### What the task requires
Write out every row below word for word, leaving nothing altered.

### Provided data
* Begin *

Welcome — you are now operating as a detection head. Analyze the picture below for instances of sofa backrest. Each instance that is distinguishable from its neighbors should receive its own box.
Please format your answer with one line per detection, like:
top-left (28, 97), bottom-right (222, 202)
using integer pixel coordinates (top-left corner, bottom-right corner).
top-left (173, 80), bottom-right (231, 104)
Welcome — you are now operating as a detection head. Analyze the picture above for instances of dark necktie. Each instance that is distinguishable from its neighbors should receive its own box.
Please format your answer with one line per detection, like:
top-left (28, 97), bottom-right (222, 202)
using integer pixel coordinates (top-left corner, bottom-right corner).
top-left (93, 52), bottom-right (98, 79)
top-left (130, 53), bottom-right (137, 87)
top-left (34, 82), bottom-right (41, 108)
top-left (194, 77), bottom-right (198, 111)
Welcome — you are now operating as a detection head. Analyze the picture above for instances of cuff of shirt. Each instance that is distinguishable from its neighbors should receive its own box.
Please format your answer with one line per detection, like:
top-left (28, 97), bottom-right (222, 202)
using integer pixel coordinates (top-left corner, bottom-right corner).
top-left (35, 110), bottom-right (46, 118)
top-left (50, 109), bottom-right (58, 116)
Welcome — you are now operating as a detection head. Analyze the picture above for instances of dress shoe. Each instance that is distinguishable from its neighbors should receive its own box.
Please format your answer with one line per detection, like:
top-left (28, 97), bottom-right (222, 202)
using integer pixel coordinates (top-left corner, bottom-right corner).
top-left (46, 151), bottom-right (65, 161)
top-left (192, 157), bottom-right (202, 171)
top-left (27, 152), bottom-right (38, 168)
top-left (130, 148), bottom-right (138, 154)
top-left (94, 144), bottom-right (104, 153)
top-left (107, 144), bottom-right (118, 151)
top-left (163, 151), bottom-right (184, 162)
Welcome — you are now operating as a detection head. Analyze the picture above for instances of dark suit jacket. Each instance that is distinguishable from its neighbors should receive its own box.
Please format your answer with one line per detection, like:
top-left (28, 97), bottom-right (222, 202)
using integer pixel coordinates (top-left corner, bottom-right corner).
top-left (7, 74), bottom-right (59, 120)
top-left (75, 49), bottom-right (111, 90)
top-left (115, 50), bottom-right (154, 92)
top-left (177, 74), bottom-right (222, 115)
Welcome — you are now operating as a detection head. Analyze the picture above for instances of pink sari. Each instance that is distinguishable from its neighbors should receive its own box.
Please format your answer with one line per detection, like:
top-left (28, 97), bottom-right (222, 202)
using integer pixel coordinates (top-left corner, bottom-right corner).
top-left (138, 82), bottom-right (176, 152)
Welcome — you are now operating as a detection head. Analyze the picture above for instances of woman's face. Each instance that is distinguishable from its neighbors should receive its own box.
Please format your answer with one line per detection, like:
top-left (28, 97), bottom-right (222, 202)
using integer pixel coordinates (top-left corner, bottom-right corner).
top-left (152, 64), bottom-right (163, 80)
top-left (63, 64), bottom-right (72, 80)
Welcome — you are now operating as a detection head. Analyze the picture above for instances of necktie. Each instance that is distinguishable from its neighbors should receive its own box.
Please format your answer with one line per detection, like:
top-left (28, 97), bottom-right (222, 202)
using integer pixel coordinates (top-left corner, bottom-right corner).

* End *

### Reply
Welcome — you are now operating as a detection head. Analyze the picture below for instances of sofa backrest. Each instance that is distinguishable from its neighbors should receive its own box.
Please format your answer with one line per detection, like:
top-left (28, 97), bottom-right (222, 202)
using integer pixel coordinates (top-left corner, bottom-right corner).
top-left (173, 80), bottom-right (231, 104)
Welcome — you are now operating as a detection head. Analyze the picture above for instances of dark necktie. Each instance that is distinguishable from its neighbors should receive its own box.
Please format your answer with one line per detection, like:
top-left (28, 97), bottom-right (222, 202)
using integer pixel coordinates (top-left corner, bottom-right corner).
top-left (93, 52), bottom-right (98, 79)
top-left (130, 53), bottom-right (137, 87)
top-left (34, 82), bottom-right (41, 108)
top-left (194, 77), bottom-right (198, 111)
Welcome — you are now operating as a detection head. Analyze the picture above for instances of cuff of shirt. Each instance that is distinguishable from its neighbors should receive its own box.
Please format your answer with one line per detection, like:
top-left (28, 97), bottom-right (222, 202)
using integer pixel coordinates (top-left corner, bottom-right corner).
top-left (35, 110), bottom-right (46, 118)
top-left (50, 109), bottom-right (58, 116)
Welcome — you are now operating as a detection head. Analyze the picture above for instances of dress shoe. Each instance that is distinguishable from its neighbors should receive its own box.
Please format your answer with one line per detection, like:
top-left (28, 97), bottom-right (222, 202)
using integer pixel coordinates (top-left corner, bottom-right corner).
top-left (46, 151), bottom-right (65, 161)
top-left (192, 157), bottom-right (202, 171)
top-left (27, 152), bottom-right (38, 168)
top-left (130, 148), bottom-right (138, 154)
top-left (94, 144), bottom-right (104, 153)
top-left (107, 144), bottom-right (118, 151)
top-left (163, 151), bottom-right (184, 162)
Welcome — you are now operating as a detection head. Analyze the picture above for instances of dark suit jacket. Each instance that is distinguishable from its neighbors should receive its own box.
Please format your answer with one line per detection, like:
top-left (28, 97), bottom-right (222, 202)
using integer pixel coordinates (top-left corner, bottom-right corner).
top-left (7, 74), bottom-right (59, 120)
top-left (75, 49), bottom-right (111, 90)
top-left (115, 50), bottom-right (154, 92)
top-left (177, 74), bottom-right (222, 115)
Welcome — you are now operating as a detection head. Analyze the picture above for instances of pink sari. Each instance that is distinguishable from its neighbors should receive its own box.
Please format your answer with one line per detection, like:
top-left (28, 97), bottom-right (222, 202)
using integer pixel coordinates (top-left corner, bottom-right corner).
top-left (138, 82), bottom-right (176, 152)
Welcome — you are now operating as a detection head. Analyze the picture above for instances of woman's face. Each instance that is distinguishable from its neighbors should receive its own box.
Please format your answer with one line per detection, like:
top-left (28, 97), bottom-right (222, 202)
using integer pixel coordinates (top-left corner, bottom-right corner).
top-left (152, 64), bottom-right (163, 80)
top-left (63, 64), bottom-right (72, 80)
Welcome — you are now operating as a detection head. Analyze the picture above for instances of necktie. Each instance that is distinguishable from its neighbors should receive its own box.
Please format your answer with one line per detection, like:
top-left (28, 97), bottom-right (222, 202)
using integer pixel coordinates (top-left corner, bottom-right corner).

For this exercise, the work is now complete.